PROBLEMA A >> Copia sin alteraciones el pasaje del texto sobre la Seguridad Social que empieza con "Daniel Albarracín 17-12-10" y llega hasta "su posible quiebra.".

Daniel Albarracín 17-12-10
El sistema de Seguridad Social constituye la institución económica más robusta en el Estado español, desde el punto de vista de su solvencia. Se trata de un modelo de solidaridad entre los y las asalariadas sin parangón, un modelo basado en un sistema de reparto intergeneracional e interterritorial. No se trata de un modelo perfecto ni el mejor posible, desde el punto de vista de la equidad, desde luego. Pero no podemos conceder ninguna credibilidad al demagógico ataque neoliberal sobre su insostenibilidad financiera y, mucho menos, sobre su posible quiebra.
Los analistas con una aproximación crítica, antes de nada, debemos combatir las falsas ideas vertidas sobre su futuro, porque sin haber antes esclarecido lo que hay y lo que puede haber en la realidad presente y futura, difícilmente podremos apostar por su potencialidad de mejora. Es por este motivo, que nos debemos a una tarea pacientemente pedagógica para contrarrestar las medias verdades, o las falsedades absolutas, que han ido señalando numerosos “expertos convencionales”, como son los llamados “100 economistas”. Los informes de FEDEA cuentan con el pago de las grandes corporaciones financieras, ávidas de ampliar su negocio para los seguros privados –estos sí, en bancarrota en estos años de crisis-. Estos ideologemas son repetidos hasta la saciedad por los medios de comunicación al uso, sea por mimetismo ignorante o complicidad con sus paganos, extendiendo los estereotipos más recalcitrantes.
Se dice que en España hay un alto gasto social, en particular en las pensiones, y que el modelo es generoso e insoportable, que genera déficit público a espuertas. En primer lugar cabe decir, que la Seguridad Social goza de un saludable superávit. Que sus cuentas son autónomas respecto del presupuesto público. Que incluso históricamente las cuentas del Estado frecuentemente han sido socorridas por la Seguridad Social (buena parte del INI fue financiado por la Seg.Soc.). El nivel de gasto público en pensiones en España, en 2010 alcanzó el 10,6% del PIB, porque cayó el PIB sensiblemente en estos años crisis. Aún así está muy por debajo de la media europea. Con datos de 2009 si dimensionamos el gasto público total en prestaciones sociales (situada en el 14,6%, según Eurostat) estamos 3,1% del PIB por debajo de la media del área Euro. No hay desequilibrio financiero alguno al presente y por supuesto que el gasto no es problema.

(Registros de etiquetado de ubicaciones)

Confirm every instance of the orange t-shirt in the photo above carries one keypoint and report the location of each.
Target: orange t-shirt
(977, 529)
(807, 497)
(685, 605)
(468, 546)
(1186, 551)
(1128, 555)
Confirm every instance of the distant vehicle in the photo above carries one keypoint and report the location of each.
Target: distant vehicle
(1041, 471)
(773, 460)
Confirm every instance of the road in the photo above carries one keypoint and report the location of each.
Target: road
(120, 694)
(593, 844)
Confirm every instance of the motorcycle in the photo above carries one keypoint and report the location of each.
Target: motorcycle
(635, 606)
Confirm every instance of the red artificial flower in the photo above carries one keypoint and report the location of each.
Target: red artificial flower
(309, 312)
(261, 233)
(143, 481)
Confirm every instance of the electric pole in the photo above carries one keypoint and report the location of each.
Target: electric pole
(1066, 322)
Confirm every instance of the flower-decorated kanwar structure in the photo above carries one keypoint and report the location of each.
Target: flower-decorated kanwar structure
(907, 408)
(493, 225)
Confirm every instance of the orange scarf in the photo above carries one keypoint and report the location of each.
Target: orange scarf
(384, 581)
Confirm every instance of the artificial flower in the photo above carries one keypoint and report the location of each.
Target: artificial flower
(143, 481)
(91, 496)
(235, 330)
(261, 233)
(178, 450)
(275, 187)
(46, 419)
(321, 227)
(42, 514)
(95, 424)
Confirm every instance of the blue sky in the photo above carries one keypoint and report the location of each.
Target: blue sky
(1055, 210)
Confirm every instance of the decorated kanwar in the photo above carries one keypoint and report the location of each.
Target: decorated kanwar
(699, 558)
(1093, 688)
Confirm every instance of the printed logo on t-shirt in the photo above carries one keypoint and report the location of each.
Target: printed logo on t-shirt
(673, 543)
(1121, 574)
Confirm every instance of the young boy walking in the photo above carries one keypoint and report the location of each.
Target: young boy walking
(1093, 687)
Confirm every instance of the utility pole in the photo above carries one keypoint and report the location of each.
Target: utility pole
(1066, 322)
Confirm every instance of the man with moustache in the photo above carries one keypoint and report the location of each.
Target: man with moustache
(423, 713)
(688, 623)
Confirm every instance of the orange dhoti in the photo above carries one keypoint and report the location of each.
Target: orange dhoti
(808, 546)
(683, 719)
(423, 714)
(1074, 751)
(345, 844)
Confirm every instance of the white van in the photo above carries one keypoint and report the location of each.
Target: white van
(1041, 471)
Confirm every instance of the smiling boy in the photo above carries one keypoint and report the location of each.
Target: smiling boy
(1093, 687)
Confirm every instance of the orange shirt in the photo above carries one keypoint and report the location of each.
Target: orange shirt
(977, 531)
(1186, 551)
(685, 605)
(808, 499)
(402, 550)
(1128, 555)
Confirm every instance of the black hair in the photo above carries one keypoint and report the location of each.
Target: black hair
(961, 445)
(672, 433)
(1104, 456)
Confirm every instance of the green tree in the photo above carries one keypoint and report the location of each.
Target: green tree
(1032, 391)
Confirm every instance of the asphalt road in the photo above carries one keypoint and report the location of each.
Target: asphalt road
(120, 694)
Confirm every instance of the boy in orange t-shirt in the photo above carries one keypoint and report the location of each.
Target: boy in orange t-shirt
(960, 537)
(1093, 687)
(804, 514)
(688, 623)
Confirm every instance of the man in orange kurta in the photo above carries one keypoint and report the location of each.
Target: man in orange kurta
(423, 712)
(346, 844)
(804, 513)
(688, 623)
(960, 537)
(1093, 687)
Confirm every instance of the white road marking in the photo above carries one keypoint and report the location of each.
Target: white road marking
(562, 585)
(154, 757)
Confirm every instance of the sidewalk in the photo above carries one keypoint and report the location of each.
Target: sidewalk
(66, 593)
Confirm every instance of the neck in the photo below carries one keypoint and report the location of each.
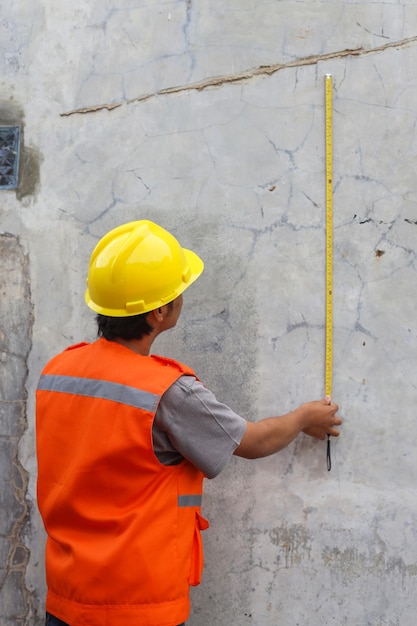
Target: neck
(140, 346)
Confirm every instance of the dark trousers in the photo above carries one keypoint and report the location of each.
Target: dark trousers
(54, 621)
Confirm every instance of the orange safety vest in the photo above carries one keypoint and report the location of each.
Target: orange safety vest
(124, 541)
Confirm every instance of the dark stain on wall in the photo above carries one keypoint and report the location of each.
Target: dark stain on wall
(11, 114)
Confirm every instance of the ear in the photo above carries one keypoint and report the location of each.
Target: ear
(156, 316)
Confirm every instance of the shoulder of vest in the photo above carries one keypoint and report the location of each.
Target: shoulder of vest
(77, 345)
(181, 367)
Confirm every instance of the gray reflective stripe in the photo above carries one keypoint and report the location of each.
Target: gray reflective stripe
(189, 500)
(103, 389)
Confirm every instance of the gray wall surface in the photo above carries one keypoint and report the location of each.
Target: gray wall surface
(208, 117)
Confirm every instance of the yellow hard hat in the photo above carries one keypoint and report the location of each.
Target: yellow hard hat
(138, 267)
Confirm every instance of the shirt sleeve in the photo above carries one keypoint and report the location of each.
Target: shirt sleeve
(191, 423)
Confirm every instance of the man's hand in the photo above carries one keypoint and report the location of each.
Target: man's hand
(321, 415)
==
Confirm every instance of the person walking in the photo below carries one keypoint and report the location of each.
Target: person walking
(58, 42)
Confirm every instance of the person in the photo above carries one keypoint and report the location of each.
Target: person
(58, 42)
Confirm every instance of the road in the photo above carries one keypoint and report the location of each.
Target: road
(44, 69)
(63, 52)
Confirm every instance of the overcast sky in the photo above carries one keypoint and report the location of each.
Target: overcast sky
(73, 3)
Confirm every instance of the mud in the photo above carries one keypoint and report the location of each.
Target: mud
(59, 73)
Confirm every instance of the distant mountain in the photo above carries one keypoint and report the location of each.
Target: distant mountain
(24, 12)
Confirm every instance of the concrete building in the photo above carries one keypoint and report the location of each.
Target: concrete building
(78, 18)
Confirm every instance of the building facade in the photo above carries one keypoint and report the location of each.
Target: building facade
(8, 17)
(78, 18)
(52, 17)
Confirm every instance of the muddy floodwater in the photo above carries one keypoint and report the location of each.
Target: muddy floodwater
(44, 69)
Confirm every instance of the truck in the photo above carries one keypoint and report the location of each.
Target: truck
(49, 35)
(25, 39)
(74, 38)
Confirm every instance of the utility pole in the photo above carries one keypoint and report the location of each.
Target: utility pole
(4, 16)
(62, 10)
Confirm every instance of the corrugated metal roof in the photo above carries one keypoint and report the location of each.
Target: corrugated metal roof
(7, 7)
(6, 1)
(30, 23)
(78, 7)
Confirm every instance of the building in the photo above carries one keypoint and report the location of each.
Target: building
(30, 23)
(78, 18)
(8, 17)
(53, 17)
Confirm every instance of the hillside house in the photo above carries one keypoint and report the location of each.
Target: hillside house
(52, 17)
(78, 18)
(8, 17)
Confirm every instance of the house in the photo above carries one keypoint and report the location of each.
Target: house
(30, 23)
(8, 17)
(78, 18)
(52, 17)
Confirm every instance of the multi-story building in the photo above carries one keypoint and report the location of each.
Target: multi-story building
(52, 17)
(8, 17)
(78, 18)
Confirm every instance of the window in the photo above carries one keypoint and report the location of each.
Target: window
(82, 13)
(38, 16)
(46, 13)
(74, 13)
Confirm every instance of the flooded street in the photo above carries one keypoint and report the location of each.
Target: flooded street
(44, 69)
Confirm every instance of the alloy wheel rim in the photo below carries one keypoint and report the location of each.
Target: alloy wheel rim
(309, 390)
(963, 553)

PROBLEMA B >> Enumera todas las líneas de los registros en las que figure la palabra "young".

RESPUESTA DEL EJERCICIO A >>
Daniel Albarracín 17-12-10
El sistema de Seguridad Social constituye la institución económica más robusta en el Estado español, desde el punto de vista de su solvencia. Se trata de un modelo de solidaridad entre los y las asalariadas sin parangón, un modelo basado en un sistema de reparto intergeneracional e interterritorial. No se trata de un modelo perfecto ni el mejor posible, desde el punto de vista de la equidad, desde luego. Pero no podemos conceder ninguna credibilidad al demagógico ataque neoliberal sobre su insostenibilidad financiera y, mucho menos, sobre su posible quiebra.

RESPUESTA DEL EJERCICIO B >>
Confirm every instance of the young boy walking in the photo above carries one keypoint and report the location of each.
Target: young boy walking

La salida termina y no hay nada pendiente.